Stated goal>
Can you reproduce the data from its start through the line containing "(1197, 235)", requests included, with every number in the coordinate answers increased by 145?

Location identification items
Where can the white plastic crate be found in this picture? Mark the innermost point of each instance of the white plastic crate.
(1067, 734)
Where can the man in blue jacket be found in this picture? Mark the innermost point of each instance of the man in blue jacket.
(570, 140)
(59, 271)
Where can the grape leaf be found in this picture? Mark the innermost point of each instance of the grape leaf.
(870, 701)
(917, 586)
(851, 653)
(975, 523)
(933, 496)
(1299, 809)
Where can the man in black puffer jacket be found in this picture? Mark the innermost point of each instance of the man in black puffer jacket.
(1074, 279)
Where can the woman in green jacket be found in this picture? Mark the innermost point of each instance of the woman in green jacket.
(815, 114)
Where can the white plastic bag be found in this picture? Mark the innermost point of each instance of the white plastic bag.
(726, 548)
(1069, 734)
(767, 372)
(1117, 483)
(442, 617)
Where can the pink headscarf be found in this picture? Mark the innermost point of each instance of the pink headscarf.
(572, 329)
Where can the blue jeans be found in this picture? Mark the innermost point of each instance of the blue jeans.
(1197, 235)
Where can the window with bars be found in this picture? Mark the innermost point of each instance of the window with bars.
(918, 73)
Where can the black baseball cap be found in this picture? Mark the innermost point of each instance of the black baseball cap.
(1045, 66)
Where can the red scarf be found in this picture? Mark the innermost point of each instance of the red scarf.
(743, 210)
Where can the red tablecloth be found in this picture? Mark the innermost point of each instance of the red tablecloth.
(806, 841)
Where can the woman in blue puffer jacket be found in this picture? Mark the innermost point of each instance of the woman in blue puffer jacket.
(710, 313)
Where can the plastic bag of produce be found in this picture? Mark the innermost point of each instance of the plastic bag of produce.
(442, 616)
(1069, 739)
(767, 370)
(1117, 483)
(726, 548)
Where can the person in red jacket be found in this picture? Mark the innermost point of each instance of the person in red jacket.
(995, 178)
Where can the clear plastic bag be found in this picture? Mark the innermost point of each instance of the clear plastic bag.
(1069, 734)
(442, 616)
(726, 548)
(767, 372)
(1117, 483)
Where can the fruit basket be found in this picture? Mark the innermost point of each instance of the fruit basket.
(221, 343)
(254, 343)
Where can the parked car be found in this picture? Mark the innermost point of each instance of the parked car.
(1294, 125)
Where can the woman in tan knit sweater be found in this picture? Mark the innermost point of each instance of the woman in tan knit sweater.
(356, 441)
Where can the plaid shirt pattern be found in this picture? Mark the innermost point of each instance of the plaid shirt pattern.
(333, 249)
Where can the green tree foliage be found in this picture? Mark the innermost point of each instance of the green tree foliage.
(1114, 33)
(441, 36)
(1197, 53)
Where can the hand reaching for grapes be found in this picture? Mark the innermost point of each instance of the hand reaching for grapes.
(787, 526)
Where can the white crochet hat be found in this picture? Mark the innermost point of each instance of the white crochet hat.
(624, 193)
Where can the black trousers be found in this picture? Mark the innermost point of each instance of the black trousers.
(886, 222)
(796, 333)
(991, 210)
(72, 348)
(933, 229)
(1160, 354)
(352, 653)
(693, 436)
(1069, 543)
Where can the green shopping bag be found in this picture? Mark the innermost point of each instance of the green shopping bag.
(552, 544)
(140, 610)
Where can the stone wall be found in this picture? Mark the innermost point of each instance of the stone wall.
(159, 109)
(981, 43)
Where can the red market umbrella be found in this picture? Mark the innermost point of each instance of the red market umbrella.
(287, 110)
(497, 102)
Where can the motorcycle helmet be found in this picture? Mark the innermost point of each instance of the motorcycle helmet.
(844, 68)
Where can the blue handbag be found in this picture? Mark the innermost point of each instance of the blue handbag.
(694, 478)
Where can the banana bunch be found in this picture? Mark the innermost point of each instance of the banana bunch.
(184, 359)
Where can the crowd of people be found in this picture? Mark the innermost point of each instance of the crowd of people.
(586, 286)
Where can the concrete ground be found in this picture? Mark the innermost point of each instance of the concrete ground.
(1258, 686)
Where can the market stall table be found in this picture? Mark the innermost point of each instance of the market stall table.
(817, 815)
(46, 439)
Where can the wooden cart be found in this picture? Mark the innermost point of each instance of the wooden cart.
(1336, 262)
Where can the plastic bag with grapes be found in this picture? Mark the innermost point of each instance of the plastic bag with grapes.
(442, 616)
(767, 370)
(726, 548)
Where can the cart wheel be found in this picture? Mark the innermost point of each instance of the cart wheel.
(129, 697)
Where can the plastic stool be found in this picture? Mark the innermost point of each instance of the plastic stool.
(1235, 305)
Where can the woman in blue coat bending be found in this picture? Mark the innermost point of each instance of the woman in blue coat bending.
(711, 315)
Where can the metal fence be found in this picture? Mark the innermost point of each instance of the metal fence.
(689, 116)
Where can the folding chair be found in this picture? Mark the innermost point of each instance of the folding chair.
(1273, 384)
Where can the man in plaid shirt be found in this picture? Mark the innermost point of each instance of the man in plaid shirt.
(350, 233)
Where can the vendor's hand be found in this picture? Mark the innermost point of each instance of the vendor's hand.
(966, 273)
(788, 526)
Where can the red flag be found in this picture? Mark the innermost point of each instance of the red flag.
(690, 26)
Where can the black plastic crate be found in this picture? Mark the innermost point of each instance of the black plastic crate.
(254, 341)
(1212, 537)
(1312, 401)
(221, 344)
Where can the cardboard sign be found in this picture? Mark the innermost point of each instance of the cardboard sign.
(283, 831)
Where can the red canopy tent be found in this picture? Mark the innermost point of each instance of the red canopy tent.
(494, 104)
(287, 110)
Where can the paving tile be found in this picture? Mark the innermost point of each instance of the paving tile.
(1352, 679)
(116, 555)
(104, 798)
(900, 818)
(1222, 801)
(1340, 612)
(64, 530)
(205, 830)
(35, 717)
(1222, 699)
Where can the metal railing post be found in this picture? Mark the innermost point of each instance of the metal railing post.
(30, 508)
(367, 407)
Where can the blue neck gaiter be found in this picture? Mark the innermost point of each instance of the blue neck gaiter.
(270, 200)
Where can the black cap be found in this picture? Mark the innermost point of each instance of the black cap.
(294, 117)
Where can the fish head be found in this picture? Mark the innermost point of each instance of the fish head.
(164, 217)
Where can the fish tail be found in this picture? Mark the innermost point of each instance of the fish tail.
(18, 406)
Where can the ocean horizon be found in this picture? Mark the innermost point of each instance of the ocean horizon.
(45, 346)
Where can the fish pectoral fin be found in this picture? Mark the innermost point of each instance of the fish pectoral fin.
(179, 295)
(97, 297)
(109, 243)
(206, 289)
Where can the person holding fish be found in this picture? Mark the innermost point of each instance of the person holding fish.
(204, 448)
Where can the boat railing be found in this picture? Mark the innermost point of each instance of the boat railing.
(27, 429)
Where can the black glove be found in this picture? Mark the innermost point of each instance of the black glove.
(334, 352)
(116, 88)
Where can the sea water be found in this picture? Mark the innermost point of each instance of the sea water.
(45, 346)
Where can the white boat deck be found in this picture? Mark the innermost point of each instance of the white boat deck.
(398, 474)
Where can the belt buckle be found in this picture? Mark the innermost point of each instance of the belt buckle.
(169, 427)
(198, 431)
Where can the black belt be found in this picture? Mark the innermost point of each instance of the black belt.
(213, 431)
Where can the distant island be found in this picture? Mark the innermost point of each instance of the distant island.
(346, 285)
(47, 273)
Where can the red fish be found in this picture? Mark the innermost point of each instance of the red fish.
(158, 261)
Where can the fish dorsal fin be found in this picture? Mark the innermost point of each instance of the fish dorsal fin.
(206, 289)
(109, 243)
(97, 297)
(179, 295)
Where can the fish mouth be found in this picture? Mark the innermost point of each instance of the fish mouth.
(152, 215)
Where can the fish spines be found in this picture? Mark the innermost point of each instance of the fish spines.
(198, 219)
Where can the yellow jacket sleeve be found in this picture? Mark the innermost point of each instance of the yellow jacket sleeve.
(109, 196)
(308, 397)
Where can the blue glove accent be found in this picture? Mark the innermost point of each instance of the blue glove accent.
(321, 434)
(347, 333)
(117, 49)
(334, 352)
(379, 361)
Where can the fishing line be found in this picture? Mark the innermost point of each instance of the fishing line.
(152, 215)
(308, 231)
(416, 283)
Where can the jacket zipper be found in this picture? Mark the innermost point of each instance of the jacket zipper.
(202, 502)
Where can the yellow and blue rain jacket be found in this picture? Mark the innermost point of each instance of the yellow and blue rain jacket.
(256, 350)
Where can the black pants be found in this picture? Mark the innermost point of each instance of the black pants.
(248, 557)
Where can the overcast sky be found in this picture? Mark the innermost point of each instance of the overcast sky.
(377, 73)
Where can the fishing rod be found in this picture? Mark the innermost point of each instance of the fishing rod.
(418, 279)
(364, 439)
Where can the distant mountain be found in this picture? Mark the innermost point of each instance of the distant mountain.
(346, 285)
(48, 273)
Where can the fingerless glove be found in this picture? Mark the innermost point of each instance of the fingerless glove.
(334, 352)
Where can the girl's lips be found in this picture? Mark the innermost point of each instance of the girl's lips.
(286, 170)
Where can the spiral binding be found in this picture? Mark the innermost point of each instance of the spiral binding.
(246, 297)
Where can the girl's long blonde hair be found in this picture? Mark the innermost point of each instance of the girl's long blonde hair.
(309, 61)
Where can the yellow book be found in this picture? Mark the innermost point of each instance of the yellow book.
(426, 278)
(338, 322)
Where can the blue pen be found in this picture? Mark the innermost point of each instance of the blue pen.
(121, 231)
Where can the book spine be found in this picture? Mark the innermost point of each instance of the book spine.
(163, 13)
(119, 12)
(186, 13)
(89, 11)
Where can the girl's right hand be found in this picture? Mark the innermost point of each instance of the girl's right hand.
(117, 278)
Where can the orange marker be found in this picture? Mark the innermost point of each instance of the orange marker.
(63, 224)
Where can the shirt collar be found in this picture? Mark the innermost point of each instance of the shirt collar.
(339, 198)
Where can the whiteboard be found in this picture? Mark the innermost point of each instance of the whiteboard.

Solution to this problem>
Where can the white plastic crate be found in this picture? Mark the innermost point of each instance of the white plastic crate.
(1212, 879)
Where can the man in blue jacket be found in this picture? Mark the innermost point of each instance of the man in blue jacket.
(715, 285)
(204, 416)
Where can the grape leaf be found in this picture? Mark the innermost point of each instance of the grape leaf.
(1015, 846)
(1062, 731)
(996, 798)
(1120, 668)
(1078, 641)
(1444, 954)
Where can the man in black puffer jacket be found in this picture? Mark the innermost point of each instance of the man in black puffer jacket.
(1219, 424)
Where can the woman in green jacket be found in this picture? Mark the innermost point of each instance of the woman in green jacket.
(960, 259)
Where can the white plastic bag be found in this picture? Mark the innermost point of each instance of the white plastic bag.
(871, 693)
(1214, 879)
(912, 517)
(1262, 628)
(587, 762)
Where can the pink headscarf be found in this picture? Mark the innermost point of each instance of the pink headscarf.
(717, 474)
Where can the blue jeans be found in this picture? Mark the innermost point of each instance of the blue jeans.
(1342, 380)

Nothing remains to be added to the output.